▸ Défi 1:
Résume en deux phrases le fil de forum qui suit.
▸ Défi 2:
Extrais des rangées chaque ligne contenant la chaîne "cluster", en tenant compte de la casse.

▸ Page:

^^^^^^^^^^^^^^^^

# Promouvoir mon application



## louyx (10 Février 2013)

Bonsoir à tous,

j'ai sorti une application sur l'App Store il y à une semaine, j'essaie de la faire connaitre, mais à vrai dire: j'ai du mal.

Voici le lien de l'application 
https://itunes.apple.com/fr/app/miradort-signaler-vos-pannes/id595713154?mt=8&ign-mpt=uo%3D4

_Pour le modérateur : je donne le lien, non pas pour qu'il l'achète, mais pour qu'il sache mieux me conseiller par rapport à ce que mon application fait. C'est pour cella que je ne décrirai pas l'application sur le forum, pour ne pas la promouvoir ici et ne pas aller à l'encontre des règles du forum._

J'ai promu l'application :
- auprès de site internet spécialisé français et étranger en leur donnant des codes promo
- auprès de blogs français et étranger en leur donnant des codes promo
- auprès d'une certaine presse spécialisée et régionale
- j'ai essayer de la promouvoir du mieux que je peu sur les réseaux sociaux (Facebook & Twitter) et le
- bouche à oreille
Au total, 50 sites, blogs, et presse, mais rien n'y fait aucun article, appart les sites qui référence les applications au fur et à mesure des nouveautés, mais ça je n'ai pas eu besoin de les contactés.

^^^^^^^^^^^^^^^^

▸ Jeu de données:
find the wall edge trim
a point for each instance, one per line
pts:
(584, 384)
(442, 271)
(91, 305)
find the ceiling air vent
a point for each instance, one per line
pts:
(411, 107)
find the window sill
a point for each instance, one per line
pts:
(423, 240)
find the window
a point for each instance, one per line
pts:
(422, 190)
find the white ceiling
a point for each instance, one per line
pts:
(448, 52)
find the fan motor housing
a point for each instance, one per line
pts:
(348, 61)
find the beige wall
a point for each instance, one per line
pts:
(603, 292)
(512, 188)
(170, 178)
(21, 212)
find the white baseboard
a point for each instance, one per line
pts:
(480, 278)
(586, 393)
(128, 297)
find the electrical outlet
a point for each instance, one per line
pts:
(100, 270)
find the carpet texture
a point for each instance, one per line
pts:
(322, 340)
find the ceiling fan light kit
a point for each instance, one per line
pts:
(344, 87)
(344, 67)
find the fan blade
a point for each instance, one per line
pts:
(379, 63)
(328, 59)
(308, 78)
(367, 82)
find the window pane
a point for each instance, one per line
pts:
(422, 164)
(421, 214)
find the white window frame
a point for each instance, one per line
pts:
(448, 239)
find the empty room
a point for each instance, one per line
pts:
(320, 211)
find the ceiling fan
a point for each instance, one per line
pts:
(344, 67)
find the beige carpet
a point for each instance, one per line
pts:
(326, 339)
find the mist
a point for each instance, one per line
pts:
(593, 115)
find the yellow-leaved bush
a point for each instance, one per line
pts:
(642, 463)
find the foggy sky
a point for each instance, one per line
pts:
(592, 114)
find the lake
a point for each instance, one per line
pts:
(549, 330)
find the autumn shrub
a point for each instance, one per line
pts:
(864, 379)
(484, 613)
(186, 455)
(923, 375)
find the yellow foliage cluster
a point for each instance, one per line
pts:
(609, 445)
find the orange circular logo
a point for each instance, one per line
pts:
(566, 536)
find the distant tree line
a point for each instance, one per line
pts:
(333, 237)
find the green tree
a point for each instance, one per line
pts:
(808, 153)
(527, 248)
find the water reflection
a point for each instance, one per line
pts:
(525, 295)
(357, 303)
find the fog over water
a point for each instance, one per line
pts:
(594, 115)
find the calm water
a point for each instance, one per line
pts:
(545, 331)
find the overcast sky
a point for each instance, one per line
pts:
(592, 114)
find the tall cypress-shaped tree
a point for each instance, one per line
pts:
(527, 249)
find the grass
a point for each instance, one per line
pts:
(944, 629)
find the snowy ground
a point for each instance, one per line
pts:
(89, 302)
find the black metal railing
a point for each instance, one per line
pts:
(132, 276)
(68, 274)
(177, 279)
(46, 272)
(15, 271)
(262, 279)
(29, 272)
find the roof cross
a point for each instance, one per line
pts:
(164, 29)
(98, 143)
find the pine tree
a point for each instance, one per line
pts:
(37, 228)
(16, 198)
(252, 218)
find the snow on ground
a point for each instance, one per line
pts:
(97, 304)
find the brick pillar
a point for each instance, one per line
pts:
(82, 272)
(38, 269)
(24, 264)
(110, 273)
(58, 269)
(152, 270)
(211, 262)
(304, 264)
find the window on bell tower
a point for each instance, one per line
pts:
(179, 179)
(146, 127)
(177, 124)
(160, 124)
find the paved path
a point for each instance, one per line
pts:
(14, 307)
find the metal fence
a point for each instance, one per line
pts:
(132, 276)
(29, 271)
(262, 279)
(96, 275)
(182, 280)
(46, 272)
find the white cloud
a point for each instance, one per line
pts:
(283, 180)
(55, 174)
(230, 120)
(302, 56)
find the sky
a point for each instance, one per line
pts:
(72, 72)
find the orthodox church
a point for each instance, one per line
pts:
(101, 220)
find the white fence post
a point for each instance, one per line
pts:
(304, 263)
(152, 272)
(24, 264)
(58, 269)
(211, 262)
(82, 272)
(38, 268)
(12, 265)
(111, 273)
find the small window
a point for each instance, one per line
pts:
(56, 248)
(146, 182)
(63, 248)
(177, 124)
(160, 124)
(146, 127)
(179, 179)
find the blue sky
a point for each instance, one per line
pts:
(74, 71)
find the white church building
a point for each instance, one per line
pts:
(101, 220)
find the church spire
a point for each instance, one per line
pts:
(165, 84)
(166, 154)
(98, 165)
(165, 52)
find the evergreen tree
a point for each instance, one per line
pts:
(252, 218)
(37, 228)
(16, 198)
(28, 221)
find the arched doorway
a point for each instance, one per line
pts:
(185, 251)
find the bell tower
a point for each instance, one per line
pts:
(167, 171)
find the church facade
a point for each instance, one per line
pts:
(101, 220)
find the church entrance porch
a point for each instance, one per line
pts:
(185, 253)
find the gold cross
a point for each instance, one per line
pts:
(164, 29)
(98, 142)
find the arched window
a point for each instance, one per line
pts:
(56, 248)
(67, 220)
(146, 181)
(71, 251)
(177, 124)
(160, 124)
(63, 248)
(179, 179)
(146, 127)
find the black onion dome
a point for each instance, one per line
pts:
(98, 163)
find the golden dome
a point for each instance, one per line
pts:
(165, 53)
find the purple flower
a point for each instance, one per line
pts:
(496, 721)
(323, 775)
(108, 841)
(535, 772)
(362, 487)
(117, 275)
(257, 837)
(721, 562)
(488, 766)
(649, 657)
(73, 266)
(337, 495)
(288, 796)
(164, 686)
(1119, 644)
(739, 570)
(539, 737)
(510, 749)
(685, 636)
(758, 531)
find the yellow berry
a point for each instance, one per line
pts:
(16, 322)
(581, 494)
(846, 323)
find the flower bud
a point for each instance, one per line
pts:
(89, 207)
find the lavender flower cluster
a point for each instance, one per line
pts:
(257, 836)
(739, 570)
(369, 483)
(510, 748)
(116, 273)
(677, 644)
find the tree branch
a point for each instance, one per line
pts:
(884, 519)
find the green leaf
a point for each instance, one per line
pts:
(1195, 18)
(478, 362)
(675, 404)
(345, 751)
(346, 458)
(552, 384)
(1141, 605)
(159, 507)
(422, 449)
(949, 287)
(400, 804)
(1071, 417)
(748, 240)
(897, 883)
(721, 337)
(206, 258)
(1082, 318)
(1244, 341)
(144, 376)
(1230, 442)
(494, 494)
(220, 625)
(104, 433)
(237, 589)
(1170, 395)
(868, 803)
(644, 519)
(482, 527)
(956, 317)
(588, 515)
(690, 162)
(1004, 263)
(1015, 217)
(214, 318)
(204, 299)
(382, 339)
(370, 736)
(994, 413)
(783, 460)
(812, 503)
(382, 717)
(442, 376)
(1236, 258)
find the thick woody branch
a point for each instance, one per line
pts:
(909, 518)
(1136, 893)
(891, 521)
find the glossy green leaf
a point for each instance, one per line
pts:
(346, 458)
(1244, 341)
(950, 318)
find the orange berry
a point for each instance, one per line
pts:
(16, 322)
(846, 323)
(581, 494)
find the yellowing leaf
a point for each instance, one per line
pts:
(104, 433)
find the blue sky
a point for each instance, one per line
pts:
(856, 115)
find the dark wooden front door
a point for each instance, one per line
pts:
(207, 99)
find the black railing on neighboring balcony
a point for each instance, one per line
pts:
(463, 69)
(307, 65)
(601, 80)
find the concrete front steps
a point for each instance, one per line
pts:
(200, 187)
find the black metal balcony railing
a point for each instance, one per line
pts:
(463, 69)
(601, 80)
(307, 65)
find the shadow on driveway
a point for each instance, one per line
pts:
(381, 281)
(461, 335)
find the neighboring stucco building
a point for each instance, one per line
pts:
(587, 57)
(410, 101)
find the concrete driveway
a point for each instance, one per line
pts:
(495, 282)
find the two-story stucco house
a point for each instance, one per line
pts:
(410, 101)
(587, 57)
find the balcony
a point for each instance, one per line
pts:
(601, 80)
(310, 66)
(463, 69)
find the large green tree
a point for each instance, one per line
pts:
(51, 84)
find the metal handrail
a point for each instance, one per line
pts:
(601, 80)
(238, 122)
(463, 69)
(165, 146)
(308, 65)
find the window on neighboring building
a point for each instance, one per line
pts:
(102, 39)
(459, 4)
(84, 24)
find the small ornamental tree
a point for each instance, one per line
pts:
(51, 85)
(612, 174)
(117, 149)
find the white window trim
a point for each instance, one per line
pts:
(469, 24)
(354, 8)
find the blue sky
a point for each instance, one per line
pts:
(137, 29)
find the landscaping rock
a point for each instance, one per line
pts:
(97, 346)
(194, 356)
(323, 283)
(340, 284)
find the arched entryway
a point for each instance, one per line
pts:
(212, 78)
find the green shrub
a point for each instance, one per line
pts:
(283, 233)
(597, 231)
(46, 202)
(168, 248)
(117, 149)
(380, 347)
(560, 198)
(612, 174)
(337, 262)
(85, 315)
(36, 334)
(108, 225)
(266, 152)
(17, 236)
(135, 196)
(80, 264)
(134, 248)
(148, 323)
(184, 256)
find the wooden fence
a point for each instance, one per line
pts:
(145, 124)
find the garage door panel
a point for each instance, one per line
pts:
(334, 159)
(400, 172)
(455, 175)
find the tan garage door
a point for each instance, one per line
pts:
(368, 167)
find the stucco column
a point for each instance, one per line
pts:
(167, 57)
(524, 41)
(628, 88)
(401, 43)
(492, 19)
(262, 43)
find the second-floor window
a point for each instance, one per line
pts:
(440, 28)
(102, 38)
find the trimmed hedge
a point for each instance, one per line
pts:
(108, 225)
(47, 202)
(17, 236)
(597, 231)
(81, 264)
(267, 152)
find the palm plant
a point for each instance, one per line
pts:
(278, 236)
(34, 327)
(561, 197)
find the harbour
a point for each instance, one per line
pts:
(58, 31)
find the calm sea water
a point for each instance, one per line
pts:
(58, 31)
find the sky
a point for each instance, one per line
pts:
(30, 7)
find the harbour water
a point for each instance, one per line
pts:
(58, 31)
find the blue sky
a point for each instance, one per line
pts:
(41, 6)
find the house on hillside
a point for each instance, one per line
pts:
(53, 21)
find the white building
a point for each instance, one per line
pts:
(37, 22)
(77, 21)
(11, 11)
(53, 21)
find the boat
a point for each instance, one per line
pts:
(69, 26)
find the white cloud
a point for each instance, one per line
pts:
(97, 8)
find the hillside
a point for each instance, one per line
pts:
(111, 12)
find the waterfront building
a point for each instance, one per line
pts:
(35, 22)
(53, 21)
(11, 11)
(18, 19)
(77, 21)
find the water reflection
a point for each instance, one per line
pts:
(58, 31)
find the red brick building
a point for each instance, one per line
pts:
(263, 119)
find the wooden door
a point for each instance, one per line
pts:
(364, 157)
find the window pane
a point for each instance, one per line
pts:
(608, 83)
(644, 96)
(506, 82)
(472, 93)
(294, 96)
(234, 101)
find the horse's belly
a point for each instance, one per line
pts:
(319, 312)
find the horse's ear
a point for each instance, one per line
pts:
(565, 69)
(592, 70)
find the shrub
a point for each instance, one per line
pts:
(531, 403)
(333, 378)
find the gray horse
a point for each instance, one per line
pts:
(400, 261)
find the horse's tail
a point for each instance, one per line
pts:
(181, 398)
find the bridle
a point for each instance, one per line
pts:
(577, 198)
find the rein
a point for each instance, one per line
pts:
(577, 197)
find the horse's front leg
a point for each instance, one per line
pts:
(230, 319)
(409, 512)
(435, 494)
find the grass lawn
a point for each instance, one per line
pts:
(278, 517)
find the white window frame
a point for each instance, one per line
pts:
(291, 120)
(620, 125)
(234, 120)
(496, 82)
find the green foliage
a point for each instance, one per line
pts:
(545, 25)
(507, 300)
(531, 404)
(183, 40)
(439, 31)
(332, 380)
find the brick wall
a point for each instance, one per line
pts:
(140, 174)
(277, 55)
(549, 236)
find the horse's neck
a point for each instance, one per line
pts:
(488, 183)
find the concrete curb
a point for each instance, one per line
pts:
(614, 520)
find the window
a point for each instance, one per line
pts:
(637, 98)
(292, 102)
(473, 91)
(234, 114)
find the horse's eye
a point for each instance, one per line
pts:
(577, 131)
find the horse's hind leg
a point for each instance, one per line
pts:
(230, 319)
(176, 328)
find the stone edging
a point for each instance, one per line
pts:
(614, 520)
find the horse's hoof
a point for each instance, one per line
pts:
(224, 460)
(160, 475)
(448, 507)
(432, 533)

^^^^^^^^^^^^^^^^

▸ Réponse rédigée 1:
louyx a publié une application sur l'App Store une semaine plus tôt et a du mal à la faire connaître. Malgré des démarches auprès de 50 sites, blogs et titres de presse, avec des codes promo pour les sites et les blogs, et une promotion sur Facebook et Twitter, aucun article n'est paru, hormis sur les sites qui référencent les nouveautés.

▸ Réponse rédigée 2:
find the yellow foliage cluster
find the lavender flower cluster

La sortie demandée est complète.